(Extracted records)
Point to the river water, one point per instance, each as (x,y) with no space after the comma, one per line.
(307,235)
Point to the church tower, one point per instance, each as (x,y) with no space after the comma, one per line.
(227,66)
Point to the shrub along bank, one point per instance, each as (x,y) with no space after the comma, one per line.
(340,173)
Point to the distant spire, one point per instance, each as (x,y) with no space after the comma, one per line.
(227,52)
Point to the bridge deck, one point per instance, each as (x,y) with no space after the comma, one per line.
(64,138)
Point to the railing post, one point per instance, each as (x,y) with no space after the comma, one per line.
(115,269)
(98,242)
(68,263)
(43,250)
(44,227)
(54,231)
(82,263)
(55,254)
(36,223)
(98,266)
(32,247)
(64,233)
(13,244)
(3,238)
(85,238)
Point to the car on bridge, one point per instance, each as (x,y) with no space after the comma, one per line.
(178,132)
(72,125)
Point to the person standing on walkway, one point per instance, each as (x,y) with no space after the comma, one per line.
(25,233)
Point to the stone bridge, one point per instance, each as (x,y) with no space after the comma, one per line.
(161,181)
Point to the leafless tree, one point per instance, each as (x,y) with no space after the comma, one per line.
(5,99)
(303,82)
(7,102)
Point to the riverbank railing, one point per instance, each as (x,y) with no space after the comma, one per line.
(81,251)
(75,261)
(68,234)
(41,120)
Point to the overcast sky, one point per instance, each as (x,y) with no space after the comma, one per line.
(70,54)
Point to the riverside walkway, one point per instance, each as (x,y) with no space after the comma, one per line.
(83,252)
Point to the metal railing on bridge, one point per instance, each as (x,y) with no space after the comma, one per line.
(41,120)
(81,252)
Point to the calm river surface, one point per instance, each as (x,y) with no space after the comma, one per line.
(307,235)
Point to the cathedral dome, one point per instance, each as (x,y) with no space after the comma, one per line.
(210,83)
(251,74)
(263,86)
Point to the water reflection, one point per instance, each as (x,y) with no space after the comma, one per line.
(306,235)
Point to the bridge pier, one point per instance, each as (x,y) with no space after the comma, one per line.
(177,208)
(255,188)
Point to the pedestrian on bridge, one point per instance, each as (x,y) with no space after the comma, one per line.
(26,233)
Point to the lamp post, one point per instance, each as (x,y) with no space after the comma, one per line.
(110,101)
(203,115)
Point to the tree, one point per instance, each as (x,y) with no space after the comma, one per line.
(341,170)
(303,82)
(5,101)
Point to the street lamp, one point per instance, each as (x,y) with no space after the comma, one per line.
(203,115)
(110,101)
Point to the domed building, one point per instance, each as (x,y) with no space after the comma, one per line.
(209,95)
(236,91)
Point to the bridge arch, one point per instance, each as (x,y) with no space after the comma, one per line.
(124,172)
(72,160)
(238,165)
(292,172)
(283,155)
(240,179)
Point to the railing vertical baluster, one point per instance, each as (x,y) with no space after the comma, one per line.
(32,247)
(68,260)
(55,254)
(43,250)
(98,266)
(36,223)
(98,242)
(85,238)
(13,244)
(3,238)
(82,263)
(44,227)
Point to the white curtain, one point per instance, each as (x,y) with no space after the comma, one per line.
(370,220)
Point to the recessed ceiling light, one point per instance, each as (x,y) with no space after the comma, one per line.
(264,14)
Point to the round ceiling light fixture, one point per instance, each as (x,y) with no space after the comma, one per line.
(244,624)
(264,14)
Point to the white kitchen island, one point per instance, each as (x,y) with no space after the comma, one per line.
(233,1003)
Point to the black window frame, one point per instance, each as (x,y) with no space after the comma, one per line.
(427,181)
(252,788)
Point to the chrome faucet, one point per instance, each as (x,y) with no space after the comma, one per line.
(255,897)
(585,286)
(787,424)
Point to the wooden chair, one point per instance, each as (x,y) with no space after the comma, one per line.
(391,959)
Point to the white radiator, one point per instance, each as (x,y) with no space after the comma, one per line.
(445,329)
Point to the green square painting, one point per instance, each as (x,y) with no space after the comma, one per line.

**EXERCISE REQUIREMENTS:** Write out all records exactly, keeping every detail.

**RESPONSE TO THIS TASK:**
Point to the river water, one point per instance, each as (x,y) with no space after the comma, one per line.
(307,235)
Point to the church tower, one point per instance, each as (x,y) with no space after the comma, one per line.
(227,66)
Point to the shrub along bank, one point per instance, each as (x,y) with no space after the comma, one per line.
(340,173)
Point to the distant spire, one point per instance, each as (x,y) with no space after the comma, one per line.
(227,52)
Point to the bridge deck, one point per instance, each as (x,y) with no space after the comma, one per line.
(64,138)
Point to the railing post, one point per instance, each as (x,y) with no space after the comma, one per line.
(115,269)
(98,242)
(68,263)
(43,250)
(44,227)
(54,231)
(82,263)
(55,254)
(36,223)
(98,266)
(32,247)
(64,233)
(13,244)
(3,238)
(85,238)
Point to the car on bridge, one point per instance, each as (x,y) with no space after the comma, one per line.
(178,132)
(72,125)
Point to the person standing on walkway, one point per instance, each as (x,y) with no space after the comma, one per line.
(25,233)
Point to the stone bridge, one point per instance, each as (x,y) with no space after the comma, one per line.
(161,181)
Point to the leafless tree, one point per instance, each as (x,y) with no space after the comma, one per line.
(5,99)
(303,82)
(7,102)
Point to the riverbank railing, one point per instance, each as (x,y) with no space after the comma, one per line.
(81,251)
(75,261)
(68,234)
(41,120)
Point to the overcast sky, one point per instance, each as (x,y) with no space after the comma, one per line.
(70,54)
Point to the riverside walkway, one point per instance, each as (x,y) with no space after the comma, one per line.
(83,252)
Point to the metal railing on bridge, one point per instance, each as (x,y) with no space after the comma, one per line.
(41,120)
(81,252)
Point to the calm river surface, one point per instance, each as (x,y) with no space after the comma, one per line.
(307,235)
Point to the cathedral dome, one point per instance, each as (x,y) with no space after the comma, one per line.
(210,83)
(251,74)
(263,86)
Point to the water reflection, one point per instance, each as (x,y) with no space after the comma, one per line.
(306,235)
Point to the bridge pier, one point per instance, each as (x,y) with no space after the comma, one per line.
(177,208)
(255,188)
Point to the pedestrian on bridge, one point per instance, each as (x,y) with no space after the comma, one per line.
(26,233)
Point to the lamp post, one point per instance, each as (x,y) with no space after the comma, one per line.
(110,101)
(203,115)
Point to the tree, one point per instance, each as (x,y) with no space after the comma, one per line.
(341,170)
(303,82)
(5,101)
Point to the street lamp, one point per instance, each as (x,y) with no space after the comma, one per line.
(203,115)
(110,101)
Point to the domed building, one point per instance, each as (x,y) with no space after the comma, one per line.
(209,95)
(236,91)
Point to the bridge arch, one point per instance, each as (x,y) with no space after the comma, one per line.
(124,172)
(72,160)
(238,165)
(292,172)
(283,155)
(240,179)
Point to the railing vertical baluster, one point per instance, each as (x,y) with no space after the comma, one per line.
(32,247)
(68,260)
(55,254)
(43,250)
(98,266)
(36,223)
(98,242)
(85,238)
(13,244)
(3,238)
(82,263)
(44,227)
Point to the white curtain, one point per instance, each as (x,y) with no space after the comma, one per line.
(370,220)
Point to the recessed ceiling light, one point per instance, each as (x,y) with no space after the comma, one per line.
(264,14)
Point to the round ceiling light fixture, one point per instance, each as (x,y) with no space after the comma, one per line.
(244,624)
(264,14)
Point to the white kitchen island, one point per instance, each as (x,y) with no space after the comma, one per line.
(233,1003)
Point to the black window frame, one point per instance, each as (x,y) with no space after the comma, one per line.
(427,181)
(252,788)
Point to the chrome faucet, one point per instance, each as (x,y) with no space after the comma, one per line.
(255,897)
(585,286)
(787,424)
Point to the wooden chair, one point per instance, each as (x,y) with no space after the comma, one per line.
(391,959)
Point to the white radiator, one point per instance, each as (x,y) with no space after the comma, one per line.
(445,329)
Point to the green square painting, one point per instance, each as (x,y) with no space after the comma, one per line.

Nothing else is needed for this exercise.